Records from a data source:
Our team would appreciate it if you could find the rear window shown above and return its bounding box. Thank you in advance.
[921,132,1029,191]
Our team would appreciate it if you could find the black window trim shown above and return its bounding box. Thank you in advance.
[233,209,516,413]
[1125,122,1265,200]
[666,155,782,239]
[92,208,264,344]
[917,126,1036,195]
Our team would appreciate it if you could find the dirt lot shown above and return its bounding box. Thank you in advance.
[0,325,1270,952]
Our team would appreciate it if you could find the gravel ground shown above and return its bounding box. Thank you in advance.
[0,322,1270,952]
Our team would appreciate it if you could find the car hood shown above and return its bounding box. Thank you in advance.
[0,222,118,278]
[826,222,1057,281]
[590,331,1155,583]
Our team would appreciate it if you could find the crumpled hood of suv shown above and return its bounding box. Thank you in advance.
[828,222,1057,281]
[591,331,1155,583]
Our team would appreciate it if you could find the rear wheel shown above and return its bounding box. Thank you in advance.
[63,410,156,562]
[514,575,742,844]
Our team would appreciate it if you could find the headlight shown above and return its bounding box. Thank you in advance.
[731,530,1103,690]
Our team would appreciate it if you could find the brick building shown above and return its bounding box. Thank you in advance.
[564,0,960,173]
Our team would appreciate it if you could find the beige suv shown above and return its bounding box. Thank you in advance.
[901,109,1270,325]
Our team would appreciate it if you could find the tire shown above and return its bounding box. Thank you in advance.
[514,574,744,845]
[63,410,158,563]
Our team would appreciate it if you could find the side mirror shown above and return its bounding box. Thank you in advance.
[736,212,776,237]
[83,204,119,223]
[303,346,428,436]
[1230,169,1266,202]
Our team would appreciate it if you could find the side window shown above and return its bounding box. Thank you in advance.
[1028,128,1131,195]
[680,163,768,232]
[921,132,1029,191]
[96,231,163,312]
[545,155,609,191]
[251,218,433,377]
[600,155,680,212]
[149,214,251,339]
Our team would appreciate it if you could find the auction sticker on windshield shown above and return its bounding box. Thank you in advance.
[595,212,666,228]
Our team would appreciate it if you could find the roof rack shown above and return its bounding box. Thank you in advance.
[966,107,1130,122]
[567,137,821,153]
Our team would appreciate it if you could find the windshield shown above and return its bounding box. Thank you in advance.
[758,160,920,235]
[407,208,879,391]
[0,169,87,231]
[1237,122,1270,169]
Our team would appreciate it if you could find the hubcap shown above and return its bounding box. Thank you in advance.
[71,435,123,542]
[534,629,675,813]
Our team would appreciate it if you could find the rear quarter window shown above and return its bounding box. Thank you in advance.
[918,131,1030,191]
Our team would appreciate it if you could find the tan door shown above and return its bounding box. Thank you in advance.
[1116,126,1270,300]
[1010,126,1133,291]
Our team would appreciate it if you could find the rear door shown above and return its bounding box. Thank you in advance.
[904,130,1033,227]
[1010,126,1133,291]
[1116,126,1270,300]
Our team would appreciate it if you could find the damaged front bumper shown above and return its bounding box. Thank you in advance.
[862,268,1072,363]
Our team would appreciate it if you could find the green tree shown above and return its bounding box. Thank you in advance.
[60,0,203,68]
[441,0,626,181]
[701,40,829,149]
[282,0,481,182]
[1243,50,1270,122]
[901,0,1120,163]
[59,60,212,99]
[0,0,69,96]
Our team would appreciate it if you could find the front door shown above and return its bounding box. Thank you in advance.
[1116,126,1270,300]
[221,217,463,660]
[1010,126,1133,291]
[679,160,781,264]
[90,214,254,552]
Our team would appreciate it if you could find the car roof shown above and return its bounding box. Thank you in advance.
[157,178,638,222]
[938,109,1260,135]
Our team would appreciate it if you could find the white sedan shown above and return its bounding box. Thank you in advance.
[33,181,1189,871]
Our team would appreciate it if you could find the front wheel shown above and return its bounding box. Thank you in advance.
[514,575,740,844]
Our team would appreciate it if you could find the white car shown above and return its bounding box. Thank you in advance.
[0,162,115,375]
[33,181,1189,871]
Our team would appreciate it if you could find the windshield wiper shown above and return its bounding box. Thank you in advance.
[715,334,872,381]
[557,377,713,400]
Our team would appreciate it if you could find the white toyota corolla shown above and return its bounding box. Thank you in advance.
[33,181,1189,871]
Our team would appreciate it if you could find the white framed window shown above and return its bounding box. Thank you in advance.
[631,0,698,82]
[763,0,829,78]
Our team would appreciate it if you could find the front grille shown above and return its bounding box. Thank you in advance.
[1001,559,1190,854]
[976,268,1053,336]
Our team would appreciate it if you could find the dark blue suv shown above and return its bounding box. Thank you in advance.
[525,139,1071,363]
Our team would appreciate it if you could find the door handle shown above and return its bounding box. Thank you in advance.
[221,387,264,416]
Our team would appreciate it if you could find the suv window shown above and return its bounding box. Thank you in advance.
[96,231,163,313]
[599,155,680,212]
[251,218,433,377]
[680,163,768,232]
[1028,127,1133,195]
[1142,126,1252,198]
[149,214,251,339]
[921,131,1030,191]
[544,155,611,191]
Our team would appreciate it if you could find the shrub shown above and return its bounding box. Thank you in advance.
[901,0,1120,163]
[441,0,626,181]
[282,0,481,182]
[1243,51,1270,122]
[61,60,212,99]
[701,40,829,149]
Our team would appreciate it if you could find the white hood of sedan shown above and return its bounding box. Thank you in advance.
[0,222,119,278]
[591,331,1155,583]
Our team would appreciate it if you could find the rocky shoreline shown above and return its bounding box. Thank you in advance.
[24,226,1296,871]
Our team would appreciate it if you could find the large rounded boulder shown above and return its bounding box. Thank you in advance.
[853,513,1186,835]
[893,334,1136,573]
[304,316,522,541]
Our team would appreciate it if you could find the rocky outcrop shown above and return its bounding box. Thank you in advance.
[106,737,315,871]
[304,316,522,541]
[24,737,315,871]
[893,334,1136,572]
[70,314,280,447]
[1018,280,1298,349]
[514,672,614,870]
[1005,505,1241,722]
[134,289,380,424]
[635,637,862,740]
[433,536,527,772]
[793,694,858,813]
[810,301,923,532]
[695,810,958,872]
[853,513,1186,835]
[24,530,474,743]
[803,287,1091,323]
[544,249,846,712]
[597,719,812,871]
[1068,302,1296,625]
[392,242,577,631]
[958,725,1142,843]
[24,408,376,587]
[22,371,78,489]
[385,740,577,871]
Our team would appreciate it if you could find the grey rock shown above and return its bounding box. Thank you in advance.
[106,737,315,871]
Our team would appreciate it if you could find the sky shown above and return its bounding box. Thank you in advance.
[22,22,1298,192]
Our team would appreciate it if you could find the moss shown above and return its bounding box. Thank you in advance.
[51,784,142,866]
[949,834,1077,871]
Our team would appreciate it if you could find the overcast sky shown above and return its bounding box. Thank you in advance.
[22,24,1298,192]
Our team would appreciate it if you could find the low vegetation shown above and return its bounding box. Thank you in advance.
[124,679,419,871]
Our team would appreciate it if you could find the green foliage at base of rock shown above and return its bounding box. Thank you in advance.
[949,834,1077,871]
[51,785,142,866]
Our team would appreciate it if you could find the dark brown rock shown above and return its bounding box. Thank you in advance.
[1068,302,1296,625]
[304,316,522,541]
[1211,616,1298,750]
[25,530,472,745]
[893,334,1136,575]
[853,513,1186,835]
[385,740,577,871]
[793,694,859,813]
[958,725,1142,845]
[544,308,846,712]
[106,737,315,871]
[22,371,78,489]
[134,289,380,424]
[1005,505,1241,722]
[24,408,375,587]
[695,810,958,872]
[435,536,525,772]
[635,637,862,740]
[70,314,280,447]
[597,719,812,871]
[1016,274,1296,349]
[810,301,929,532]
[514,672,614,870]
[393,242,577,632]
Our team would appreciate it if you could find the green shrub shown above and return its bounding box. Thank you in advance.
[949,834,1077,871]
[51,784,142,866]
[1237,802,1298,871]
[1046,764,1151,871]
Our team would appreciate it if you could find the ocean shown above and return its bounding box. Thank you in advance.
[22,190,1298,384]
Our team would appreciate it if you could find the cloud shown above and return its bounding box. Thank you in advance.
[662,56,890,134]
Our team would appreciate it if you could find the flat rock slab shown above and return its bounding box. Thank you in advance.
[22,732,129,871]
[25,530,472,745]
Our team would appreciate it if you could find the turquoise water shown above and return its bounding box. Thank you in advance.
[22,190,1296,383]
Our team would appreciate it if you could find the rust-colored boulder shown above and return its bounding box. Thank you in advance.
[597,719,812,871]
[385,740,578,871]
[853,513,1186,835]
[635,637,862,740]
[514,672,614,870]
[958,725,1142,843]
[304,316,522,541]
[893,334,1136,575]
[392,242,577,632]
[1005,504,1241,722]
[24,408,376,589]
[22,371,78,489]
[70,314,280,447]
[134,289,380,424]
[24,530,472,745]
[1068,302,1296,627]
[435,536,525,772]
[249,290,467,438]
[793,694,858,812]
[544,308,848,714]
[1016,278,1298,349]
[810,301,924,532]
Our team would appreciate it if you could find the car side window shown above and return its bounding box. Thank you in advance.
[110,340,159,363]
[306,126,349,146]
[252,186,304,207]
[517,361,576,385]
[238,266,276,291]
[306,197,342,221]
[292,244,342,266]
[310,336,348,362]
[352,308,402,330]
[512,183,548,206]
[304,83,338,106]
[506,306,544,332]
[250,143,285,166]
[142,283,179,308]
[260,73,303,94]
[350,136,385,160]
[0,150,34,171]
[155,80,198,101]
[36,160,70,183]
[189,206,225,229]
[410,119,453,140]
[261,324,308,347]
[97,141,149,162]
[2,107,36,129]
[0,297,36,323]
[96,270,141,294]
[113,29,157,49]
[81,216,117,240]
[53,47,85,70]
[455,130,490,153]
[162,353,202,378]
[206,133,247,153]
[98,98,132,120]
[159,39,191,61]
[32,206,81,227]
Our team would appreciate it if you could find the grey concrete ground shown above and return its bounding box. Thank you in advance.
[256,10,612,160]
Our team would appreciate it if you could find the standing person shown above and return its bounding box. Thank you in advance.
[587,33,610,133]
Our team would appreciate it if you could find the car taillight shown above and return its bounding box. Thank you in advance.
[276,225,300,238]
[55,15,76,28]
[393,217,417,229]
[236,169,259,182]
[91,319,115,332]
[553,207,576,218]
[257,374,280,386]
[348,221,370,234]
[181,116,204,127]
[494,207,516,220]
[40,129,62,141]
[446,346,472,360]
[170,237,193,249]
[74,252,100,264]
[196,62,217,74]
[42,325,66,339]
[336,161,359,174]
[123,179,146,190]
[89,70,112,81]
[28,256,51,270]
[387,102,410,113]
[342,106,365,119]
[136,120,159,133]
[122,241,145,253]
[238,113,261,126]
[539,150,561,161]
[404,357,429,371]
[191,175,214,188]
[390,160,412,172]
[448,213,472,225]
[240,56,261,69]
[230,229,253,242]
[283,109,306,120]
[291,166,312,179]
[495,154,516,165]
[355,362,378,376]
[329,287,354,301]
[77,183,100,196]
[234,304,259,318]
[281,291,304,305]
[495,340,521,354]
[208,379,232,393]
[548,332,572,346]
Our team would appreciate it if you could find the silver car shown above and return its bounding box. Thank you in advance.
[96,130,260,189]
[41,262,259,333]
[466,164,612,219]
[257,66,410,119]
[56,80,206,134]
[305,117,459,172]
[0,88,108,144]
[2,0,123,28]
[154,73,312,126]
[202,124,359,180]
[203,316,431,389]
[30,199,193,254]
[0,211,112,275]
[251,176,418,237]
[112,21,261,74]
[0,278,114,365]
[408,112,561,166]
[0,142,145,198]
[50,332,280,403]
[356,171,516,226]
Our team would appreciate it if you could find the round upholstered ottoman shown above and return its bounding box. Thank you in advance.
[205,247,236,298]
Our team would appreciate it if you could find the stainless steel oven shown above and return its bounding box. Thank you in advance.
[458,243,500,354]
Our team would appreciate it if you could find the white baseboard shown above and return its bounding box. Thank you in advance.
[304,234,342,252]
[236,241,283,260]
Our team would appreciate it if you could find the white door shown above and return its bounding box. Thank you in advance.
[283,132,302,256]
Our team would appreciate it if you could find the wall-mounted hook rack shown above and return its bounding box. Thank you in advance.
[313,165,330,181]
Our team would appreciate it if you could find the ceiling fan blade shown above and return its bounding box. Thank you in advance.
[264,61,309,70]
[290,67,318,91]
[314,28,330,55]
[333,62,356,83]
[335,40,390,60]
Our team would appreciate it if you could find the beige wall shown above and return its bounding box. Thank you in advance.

**Exercise instructions**
Give the rows again from the line containing "Our team would appreciate it if you could find the moss" through the line containing "[22,190,1296,383]", replacing "rock" with "stone" and leaving everything else as it is.

**Reply**
Our team would appreciate it if you could find the moss shown above and return its bounding box. Thank you in advance.
[51,784,142,866]
[949,834,1077,871]
Our team would appreciate it if you could find the overcast sky shown above and return its bounding box. Thank you in advance.
[22,24,1298,192]
Our team would appreciate it if you could find the low vegetation shown above and return its bounding box. Thank you in advance.
[124,679,419,871]
Our team would appreciate it if you could find the green foliage at base of stone shown above and return its bounding box. Thank you in advance.
[949,834,1077,871]
[51,785,142,866]
Our team would appreciate it if you could find the dark brown stone shown above and return its bounding box. Thank you in advance.
[1068,302,1296,625]
[304,316,522,541]
[1211,616,1298,750]
[25,530,472,745]
[893,334,1136,575]
[853,513,1186,835]
[385,740,577,871]
[793,694,859,813]
[958,725,1142,845]
[544,308,846,712]
[106,737,315,871]
[22,371,78,489]
[134,289,380,424]
[1005,505,1241,722]
[24,408,375,587]
[695,810,958,872]
[435,536,525,772]
[635,637,862,740]
[70,314,280,447]
[597,719,812,871]
[1016,274,1296,349]
[810,301,929,532]
[514,672,614,870]
[393,242,577,632]
Our team would appreciate it if you could find the green shrub shown above and return its bounding box. Thank you in advance.
[949,834,1077,871]
[51,784,142,866]
[1237,802,1298,871]
[1046,764,1151,871]
Our team would appreciate it if you could find the ocean shown above and return its bounding box. Thank you in advance.
[22,190,1298,384]
Our team would appreciate it if you could find the cloud shown above and return its bounding box. Thank you in advance.
[662,56,890,134]
Our team would appreciate it if you could find the flat stone slab shown above and return its bounding box. Thank you in advance.
[22,732,129,871]
[25,530,472,745]
Our team would appreciate it if you could find the turquoise water shown above and return its bounding box. Thank you in advance.
[22,190,1296,383]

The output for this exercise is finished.